**Required task**: Exclude pictures; retype the lines below from the line containing "Report one dot per instance of the cloud in" through the end of the records, both ends kept.

(Records from a point labeling set)
<<<<

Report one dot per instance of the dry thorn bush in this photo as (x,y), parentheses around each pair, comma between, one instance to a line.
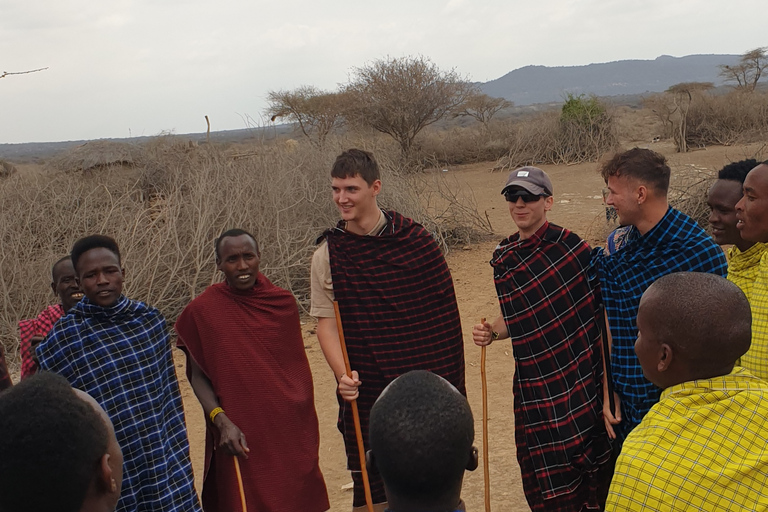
(167,208)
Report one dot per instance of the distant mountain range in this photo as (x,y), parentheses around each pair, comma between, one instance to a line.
(525,86)
(542,84)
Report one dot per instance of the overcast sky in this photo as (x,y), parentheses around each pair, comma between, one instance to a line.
(139,67)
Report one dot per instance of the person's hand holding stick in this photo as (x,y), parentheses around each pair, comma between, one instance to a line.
(355,413)
(486,469)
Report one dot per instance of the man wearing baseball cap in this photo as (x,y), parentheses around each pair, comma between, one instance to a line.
(548,309)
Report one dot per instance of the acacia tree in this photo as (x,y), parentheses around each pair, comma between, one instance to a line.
(401,96)
(316,113)
(751,67)
(683,95)
(481,107)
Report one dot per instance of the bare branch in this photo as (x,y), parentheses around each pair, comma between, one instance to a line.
(8,73)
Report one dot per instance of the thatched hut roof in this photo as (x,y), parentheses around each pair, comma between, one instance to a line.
(99,153)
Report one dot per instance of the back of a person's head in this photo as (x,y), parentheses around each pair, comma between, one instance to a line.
(737,171)
(355,162)
(421,433)
(642,165)
(88,243)
(51,442)
(705,318)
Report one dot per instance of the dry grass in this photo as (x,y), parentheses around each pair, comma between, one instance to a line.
(166,209)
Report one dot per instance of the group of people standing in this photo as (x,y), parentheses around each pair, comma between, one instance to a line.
(634,350)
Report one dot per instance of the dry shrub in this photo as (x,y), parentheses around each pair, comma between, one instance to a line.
(549,139)
(738,117)
(166,214)
(462,145)
(6,169)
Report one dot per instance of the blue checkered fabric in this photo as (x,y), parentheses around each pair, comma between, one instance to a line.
(675,244)
(121,356)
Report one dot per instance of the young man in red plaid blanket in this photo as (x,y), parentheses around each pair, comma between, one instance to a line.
(396,298)
(549,307)
(34,330)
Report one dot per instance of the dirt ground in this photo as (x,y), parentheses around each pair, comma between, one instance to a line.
(578,206)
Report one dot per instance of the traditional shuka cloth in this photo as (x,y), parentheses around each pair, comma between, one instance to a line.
(399,313)
(39,326)
(250,347)
(121,356)
(5,377)
(675,244)
(701,447)
(549,304)
(749,271)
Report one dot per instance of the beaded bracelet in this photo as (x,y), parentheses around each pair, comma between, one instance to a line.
(215,412)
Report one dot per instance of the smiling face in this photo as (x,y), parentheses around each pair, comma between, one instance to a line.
(65,285)
(239,260)
(530,216)
(356,200)
(623,195)
(722,199)
(752,208)
(100,276)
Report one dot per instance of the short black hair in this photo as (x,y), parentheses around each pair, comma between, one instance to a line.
(51,441)
(737,171)
(704,316)
(87,243)
(232,232)
(53,267)
(421,434)
(646,166)
(356,161)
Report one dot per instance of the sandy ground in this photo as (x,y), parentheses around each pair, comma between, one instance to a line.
(578,206)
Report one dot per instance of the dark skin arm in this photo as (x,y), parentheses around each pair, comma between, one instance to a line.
(230,438)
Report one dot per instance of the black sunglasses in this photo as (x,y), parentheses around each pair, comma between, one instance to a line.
(527,197)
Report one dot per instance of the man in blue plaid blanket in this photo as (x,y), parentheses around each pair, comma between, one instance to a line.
(657,240)
(118,351)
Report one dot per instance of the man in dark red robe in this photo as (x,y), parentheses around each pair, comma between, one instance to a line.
(247,366)
(396,299)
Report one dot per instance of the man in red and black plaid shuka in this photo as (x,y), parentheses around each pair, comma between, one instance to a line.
(34,330)
(396,298)
(549,304)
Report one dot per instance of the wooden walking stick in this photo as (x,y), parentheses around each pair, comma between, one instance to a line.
(355,413)
(486,471)
(240,484)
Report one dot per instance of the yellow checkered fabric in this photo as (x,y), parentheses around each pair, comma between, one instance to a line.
(704,446)
(749,271)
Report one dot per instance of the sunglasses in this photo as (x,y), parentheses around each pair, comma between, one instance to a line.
(527,197)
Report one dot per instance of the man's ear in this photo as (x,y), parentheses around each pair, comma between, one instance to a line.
(370,462)
(105,477)
(642,194)
(474,459)
(665,359)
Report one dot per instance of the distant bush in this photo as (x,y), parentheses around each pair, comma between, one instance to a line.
(167,206)
(738,117)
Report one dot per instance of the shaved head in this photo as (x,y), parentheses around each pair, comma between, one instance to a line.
(704,320)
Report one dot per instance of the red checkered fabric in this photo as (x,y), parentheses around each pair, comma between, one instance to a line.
(549,305)
(398,309)
(39,326)
(5,377)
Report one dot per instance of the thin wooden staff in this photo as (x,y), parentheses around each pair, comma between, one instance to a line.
(355,413)
(240,484)
(486,470)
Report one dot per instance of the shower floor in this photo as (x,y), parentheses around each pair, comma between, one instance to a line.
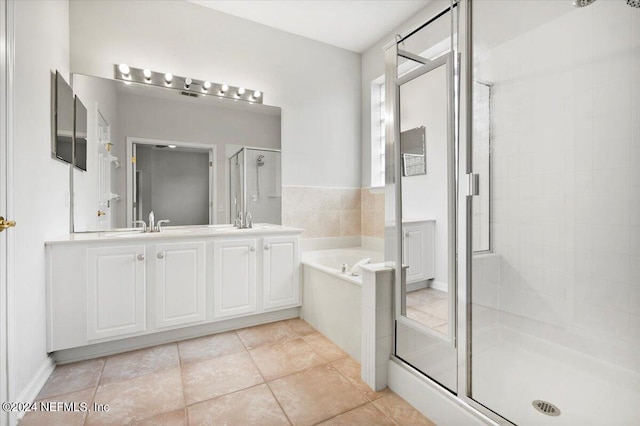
(512,369)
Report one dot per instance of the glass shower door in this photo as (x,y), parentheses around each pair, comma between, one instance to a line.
(555,320)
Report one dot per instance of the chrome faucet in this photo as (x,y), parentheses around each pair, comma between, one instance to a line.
(152,222)
(141,222)
(243,221)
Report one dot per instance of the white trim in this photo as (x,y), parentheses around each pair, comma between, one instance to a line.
(138,342)
(213,180)
(439,285)
(7,263)
(441,406)
(31,391)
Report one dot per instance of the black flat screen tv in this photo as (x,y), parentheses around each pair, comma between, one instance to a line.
(63,120)
(80,136)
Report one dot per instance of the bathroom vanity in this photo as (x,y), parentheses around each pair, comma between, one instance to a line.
(107,286)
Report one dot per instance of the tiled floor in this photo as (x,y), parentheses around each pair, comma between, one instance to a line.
(275,374)
(430,307)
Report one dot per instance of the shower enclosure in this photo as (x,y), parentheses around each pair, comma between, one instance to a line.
(255,184)
(531,112)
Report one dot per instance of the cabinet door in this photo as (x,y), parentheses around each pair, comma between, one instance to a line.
(180,283)
(115,291)
(281,272)
(234,282)
(414,252)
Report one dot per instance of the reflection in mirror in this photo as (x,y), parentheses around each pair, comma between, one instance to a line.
(426,295)
(118,111)
(425,202)
(174,180)
(254,176)
(63,148)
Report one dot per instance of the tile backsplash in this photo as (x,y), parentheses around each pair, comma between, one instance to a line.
(321,211)
(333,212)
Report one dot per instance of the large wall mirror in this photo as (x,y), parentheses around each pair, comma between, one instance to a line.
(150,148)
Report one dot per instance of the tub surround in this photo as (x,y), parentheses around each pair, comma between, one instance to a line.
(126,287)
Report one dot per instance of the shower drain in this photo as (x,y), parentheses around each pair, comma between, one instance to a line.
(546,407)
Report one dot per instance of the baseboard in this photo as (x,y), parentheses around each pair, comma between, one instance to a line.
(416,286)
(439,405)
(139,342)
(439,285)
(31,391)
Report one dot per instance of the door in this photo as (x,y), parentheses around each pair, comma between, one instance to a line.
(281,272)
(234,282)
(421,186)
(115,291)
(180,283)
(418,252)
(7,373)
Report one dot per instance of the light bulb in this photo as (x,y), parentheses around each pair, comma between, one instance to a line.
(124,69)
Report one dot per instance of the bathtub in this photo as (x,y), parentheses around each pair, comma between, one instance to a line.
(331,300)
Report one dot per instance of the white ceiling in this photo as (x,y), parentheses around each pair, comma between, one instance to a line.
(349,24)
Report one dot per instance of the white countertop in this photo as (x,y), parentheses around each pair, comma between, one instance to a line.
(171,232)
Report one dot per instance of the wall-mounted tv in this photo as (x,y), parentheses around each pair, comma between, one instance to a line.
(63,147)
(80,136)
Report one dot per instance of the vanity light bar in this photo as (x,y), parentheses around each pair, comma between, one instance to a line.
(185,84)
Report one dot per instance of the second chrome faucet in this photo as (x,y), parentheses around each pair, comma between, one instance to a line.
(153,227)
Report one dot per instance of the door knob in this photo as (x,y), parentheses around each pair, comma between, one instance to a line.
(4,224)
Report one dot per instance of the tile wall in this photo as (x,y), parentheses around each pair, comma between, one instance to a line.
(322,212)
(334,212)
(565,129)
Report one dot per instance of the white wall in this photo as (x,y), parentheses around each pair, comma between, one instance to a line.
(565,143)
(42,46)
(317,85)
(373,67)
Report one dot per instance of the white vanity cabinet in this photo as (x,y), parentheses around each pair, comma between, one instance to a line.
(115,289)
(107,288)
(418,250)
(281,272)
(234,282)
(180,283)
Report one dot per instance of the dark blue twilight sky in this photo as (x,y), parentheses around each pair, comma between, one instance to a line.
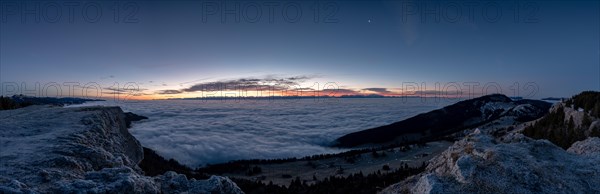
(173,48)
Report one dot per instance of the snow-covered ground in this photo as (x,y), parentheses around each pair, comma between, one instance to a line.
(47,149)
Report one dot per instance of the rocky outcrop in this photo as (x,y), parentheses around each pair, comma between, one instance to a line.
(450,119)
(512,163)
(82,150)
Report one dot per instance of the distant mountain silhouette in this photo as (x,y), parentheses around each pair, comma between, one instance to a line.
(462,115)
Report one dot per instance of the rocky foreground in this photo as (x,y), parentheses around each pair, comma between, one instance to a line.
(491,160)
(481,163)
(82,150)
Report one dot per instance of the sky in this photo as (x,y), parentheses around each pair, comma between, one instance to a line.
(173,49)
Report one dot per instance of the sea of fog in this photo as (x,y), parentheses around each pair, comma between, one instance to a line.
(199,132)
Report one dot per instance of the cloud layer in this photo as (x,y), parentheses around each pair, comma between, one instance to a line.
(197,132)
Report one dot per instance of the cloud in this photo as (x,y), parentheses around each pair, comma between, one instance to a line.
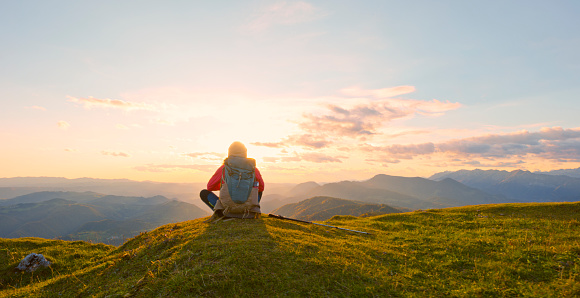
(553,143)
(117,154)
(170,168)
(283,13)
(319,158)
(91,102)
(364,120)
(63,124)
(378,93)
(35,108)
(359,121)
(126,127)
(206,155)
(315,157)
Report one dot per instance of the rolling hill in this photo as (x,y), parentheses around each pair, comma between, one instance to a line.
(323,208)
(519,185)
(505,250)
(399,192)
(50,215)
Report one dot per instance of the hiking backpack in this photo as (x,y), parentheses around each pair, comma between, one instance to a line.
(239,191)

>>>>

**Exercise output**:
Report one dot per instance of the cloud in this photo as (x,y), parentheses around each pair, comma between, one instance to a line.
(553,143)
(117,154)
(170,168)
(283,13)
(319,158)
(91,102)
(364,120)
(63,124)
(378,93)
(35,108)
(359,121)
(126,127)
(206,155)
(315,157)
Report one dot per instance of the rolling hill in this photo as (x,y), parentheses around each pair, comma between, one instance to a line.
(323,208)
(519,185)
(505,250)
(399,192)
(50,215)
Report one dot per instance of the hiking backpack in this photo as (x,y), parentheses around each pair, comma between, one instance to a line.
(239,191)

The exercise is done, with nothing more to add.